Problem: Print the following data with every line reproduced unchanged.

Excerpts from a location annotation dataset:
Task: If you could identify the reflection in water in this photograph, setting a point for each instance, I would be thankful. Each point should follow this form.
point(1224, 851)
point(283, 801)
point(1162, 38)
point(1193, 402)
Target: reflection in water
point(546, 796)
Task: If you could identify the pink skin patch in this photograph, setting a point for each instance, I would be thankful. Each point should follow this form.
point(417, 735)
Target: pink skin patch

Answer:
Task: If you could identify the reflection in water in this photograph, setting a point for each instance, I would be thankful. Each point should follow this form.
point(1224, 851)
point(283, 801)
point(1162, 38)
point(1193, 402)
Target: reflection in water
point(546, 796)
Task: If you could identify the pink skin patch in this photograph, setting a point for each instance, I would be thankful. Each point should follow this form.
point(417, 735)
Target: pink skin patch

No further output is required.